**Exercise details**
Please reproduce the forum thread below about the roof that stops halfway through retracting, word for word and in full.

**Document**
>> BEGIN
# Roof retraction process stops halfway - here's why mine does!



## jnhashmi (Nov 26, 2006)

I know this topic has many threads, but I have found decisively (finally!) why my roof stops halfway through the retraction process, and I think it's worth it's own stand alone topic, with photos.
The swing up-and-out panel that is behind the driver (Fig. A) catches on the fabric that lines the inside of the rear roof pillar area (Fig. B). This brings the whole process to a halt. Unless I reach over by hand to dislodge it, the roof will not go down the rest of the way.
Now all I have to do is figure out how to fix it...











_Modified by jnhashmi at 2:44 PM 2-3-2008_


----------



## monocle (Jun 27, 2007)

*Re: Roof retraction process stops halfway - here's why mine does! (jnhashmi)*


_Quote, originally posted by *jnhashmi* »_Now all I have to do is figure out how to fix it...
Is there any reason why the dealer wouldn't fix it under warranty?
>> END
**Data lines**
>> BEGIN
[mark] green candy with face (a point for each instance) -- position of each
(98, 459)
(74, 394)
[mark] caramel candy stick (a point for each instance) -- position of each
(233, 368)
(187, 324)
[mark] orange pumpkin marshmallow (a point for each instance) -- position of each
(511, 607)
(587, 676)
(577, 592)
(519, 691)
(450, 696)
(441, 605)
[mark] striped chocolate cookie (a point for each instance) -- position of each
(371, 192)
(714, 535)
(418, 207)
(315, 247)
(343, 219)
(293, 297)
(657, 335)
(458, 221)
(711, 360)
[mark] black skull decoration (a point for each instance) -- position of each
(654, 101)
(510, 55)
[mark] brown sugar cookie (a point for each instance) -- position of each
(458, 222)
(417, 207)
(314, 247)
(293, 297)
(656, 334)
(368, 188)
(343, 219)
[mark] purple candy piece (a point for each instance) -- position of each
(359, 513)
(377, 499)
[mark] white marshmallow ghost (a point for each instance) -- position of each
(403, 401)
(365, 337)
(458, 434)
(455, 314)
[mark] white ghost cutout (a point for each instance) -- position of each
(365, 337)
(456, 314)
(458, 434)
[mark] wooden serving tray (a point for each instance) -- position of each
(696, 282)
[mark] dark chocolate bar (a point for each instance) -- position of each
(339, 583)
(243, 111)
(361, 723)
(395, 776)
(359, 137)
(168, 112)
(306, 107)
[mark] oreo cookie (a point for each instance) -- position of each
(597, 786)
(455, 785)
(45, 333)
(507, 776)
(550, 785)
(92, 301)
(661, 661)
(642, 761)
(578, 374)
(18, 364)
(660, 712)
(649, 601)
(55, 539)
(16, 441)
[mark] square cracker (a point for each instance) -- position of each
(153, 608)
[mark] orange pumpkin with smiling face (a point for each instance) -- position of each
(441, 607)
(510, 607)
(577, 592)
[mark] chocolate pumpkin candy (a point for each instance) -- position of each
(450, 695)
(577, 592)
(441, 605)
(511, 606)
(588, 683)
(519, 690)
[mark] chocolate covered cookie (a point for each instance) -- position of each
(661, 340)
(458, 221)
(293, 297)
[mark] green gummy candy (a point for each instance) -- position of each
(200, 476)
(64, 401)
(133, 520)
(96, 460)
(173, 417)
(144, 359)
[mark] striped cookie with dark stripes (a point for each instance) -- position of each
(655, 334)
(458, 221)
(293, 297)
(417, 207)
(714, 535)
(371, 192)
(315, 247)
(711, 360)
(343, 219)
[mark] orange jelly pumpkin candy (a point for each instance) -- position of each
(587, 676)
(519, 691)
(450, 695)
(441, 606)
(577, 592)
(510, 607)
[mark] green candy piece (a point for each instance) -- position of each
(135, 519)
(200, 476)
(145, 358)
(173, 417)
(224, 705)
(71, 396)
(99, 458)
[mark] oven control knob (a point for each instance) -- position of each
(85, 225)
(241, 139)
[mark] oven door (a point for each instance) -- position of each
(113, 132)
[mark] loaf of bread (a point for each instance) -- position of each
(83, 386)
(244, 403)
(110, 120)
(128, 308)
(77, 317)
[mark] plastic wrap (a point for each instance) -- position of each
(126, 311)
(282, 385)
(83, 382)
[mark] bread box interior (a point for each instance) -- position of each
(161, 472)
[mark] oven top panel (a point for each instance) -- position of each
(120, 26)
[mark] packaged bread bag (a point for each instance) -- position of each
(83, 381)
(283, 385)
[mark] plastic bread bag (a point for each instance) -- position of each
>> END
**Solution to this exercise**
# Roof retraction process stops halfway - here's why mine does!



## jnhashmi (Nov 26, 2006)

I know this topic has many threads, but I have found decisively (finally!) why my roof stops halfway through the retraction process, and I think it's worth it's own stand alone topic, with photos.
The swing up-and-out panel that is behind the driver (Fig. A) catches on the fabric that lines the inside of the rear roof pillar area (Fig. B). This brings the whole process to a halt. Unless I reach over by hand to dislodge it, the roof will not go down the rest of the way.
Now all I have to do is figure out how to fix it...











_Modified by jnhashmi at 2:44 PM 2-3-2008_


----------



## monocle (Jun 27, 2007)

*Re: Roof retraction process stops halfway - here's why mine does! (jnhashmi)*


_Quote, originally posted by *jnhashmi* »_Now all I have to do is figure out how to fix it...
Is there any reason why the dealer wouldn't fix it under warranty?